***** Supplied information
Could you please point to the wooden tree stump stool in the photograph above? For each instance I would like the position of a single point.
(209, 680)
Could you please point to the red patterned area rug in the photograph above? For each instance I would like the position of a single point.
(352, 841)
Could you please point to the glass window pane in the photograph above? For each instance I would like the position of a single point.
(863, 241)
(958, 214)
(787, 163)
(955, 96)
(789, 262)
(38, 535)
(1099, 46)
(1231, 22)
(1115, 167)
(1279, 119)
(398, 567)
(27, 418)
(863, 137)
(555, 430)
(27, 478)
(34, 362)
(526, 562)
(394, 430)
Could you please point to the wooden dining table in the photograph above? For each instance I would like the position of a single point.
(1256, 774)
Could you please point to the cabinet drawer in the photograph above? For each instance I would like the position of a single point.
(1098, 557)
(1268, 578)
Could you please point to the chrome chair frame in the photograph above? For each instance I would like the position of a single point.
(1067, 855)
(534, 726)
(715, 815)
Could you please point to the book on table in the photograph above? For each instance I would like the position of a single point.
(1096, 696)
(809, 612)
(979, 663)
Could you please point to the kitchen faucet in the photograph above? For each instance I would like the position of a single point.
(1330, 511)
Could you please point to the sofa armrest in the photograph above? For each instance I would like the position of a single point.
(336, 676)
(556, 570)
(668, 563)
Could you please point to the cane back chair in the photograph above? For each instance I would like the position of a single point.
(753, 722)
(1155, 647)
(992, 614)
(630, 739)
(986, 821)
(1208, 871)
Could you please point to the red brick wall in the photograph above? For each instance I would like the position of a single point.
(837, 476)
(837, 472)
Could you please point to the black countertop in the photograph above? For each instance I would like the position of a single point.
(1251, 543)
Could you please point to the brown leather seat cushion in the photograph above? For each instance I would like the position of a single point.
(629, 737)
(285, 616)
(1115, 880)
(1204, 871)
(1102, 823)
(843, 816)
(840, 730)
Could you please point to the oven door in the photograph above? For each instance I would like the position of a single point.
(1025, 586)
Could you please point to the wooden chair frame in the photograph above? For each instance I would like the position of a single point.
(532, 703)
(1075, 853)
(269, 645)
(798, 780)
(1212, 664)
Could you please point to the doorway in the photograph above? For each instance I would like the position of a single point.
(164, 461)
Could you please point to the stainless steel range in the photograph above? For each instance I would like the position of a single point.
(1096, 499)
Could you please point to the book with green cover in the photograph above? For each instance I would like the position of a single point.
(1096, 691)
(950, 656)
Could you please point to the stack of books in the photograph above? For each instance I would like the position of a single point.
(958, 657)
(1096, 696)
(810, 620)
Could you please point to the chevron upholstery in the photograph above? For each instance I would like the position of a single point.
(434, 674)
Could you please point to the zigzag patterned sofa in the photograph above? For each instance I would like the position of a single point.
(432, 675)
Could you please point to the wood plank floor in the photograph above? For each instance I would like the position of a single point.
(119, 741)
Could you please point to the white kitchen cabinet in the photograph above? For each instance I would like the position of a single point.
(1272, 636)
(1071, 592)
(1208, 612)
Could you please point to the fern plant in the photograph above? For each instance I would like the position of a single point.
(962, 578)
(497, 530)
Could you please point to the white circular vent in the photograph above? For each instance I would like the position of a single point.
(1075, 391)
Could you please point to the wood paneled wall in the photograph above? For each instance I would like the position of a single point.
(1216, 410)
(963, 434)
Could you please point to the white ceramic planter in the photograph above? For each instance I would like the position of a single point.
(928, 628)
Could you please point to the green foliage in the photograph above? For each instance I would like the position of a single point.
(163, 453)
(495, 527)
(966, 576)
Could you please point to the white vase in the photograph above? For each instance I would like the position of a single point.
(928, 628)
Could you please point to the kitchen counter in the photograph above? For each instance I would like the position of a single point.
**********
Problem.
Output each line of the listing above as a numbered list, leaving out any blank lines.

Response to this task.
1. Could you please point to the wooden tree stump stool in the photograph above? For each instance I would like the position of a single point.
2. (209, 680)
3. Could you please point to the red patterned area rug in the photograph above? For each instance I would like the position of a single point.
4. (352, 841)
5. Could you please point to the glass window pane in the photograph above? For each instance I would like the position of a single point.
6. (863, 241)
7. (958, 214)
8. (787, 163)
9. (955, 96)
10. (789, 262)
11. (38, 535)
12. (1099, 46)
13. (1231, 22)
14. (1115, 167)
15. (1279, 119)
16. (398, 567)
17. (27, 418)
18. (863, 137)
19. (555, 430)
20. (27, 478)
21. (34, 362)
22. (526, 562)
23. (394, 430)
24. Could you please point to the wooden dining table in the photograph above? For each instance I would like the position of a single point.
25. (1256, 774)
26. Could you please point to the cabinet drawer in the photograph above? For each instance I would like the position of a single point.
27. (1098, 557)
28. (1268, 578)
29. Could you please point to the chrome chair frame in the photograph above? For each instance I would like the position of a single point.
30. (1067, 855)
31. (534, 726)
32. (715, 815)
33. Could you please point to the book on table in the photograph above? For each instance I would like the position of a single point.
34. (1096, 696)
35. (809, 612)
36. (979, 663)
37. Could you please point to the kitchen faucet in the photograph above? For each instance I would like the position of a single point.
38. (1330, 511)
39. Could you please point to the sofa armrest in the photograph above? For each instance I would like the position of a single point.
40. (336, 676)
41. (556, 570)
42. (668, 563)
43. Could you please point to the cane back chair in the photograph above? For each instance I would like the position of a single point.
44. (753, 722)
45. (1155, 647)
46. (992, 614)
47. (630, 739)
48. (986, 821)
49. (1208, 871)
50. Could you please point to the red brick wall in the photograph above? For each instance I would like the position of a single point.
51. (837, 476)
52. (837, 472)
53. Could you please point to the black countertop in the photograph above? For each instance I would like the position of a single point.
54. (1251, 543)
55. Could you please point to the brown leather seat cushion in the photograph above? For each instance I would like the position of a single point.
56. (629, 737)
57. (285, 616)
58. (1115, 880)
59. (1204, 871)
60. (1102, 823)
61. (843, 816)
62. (840, 730)
63. Could you please point to the oven door in the photograph above? For each instance I would like the position of a single point.
64. (1025, 586)
65. Could you please point to the wooden chair frame in the photograph above? For each instance I would like the position of a single point.
66. (532, 703)
67. (1075, 853)
68. (269, 645)
69. (798, 780)
70. (1212, 664)
71. Could you please point to the doorway in the photograph above? For each instance I would like the position of a single point.
72. (164, 461)
73. Could you please point to the stainless steel range in the photograph above? For each instance I would like the position of a single point.
74. (1096, 499)
75. Could you please point to the book with green cover in the photograph above? For each instance I would like the position of a single point.
76. (1096, 691)
77. (950, 656)
78. Could you please point to the stack of books in the photograph above? For each instance I would like the position of a single point.
79. (958, 657)
80. (1096, 696)
81. (810, 620)
82. Could you please point to the chevron upholstery in the photograph above? For each instance I would like the position of a single point.
83. (434, 674)
84. Could you please point to the zigzag patterned sofa in the photograph above? For each instance I would like the position of a single point.
85. (432, 675)
86. Could you please point to the wood plank floor in the photograph above? For each instance I would like the position of a single point.
87. (119, 741)
88. Could you please point to the white kitchen cabinet in the photograph above? For each instance I would like the position of a single point.
89. (1272, 636)
90. (1071, 592)
91. (1208, 612)
92. Could you please point to the fern plant in the photograph above? For each instance I would like the position of a single point.
93. (962, 578)
94. (497, 530)
95. Could you please point to the white circular vent in the photograph above? For each instance I would like the position of a single point.
96. (1075, 391)
97. Could you please point to the wood paneled wall in the photograph above? For each instance I would like the position of a single point.
98. (1216, 410)
99. (963, 434)
100. Could you please point to the white ceramic planter in the photograph above? For each instance I would like the position of a single point.
101. (928, 628)
102. Could you please point to the green foliage in the photograph above? For each instance I would like the position of a single point.
103. (163, 453)
104. (495, 527)
105. (966, 576)
106. Could you please point to the white vase in the photograph above? For each instance I would like the position of a single point.
107. (928, 628)
108. Could you please point to the kitchen counter in the photograph above? For each instance I would like the position of a single point.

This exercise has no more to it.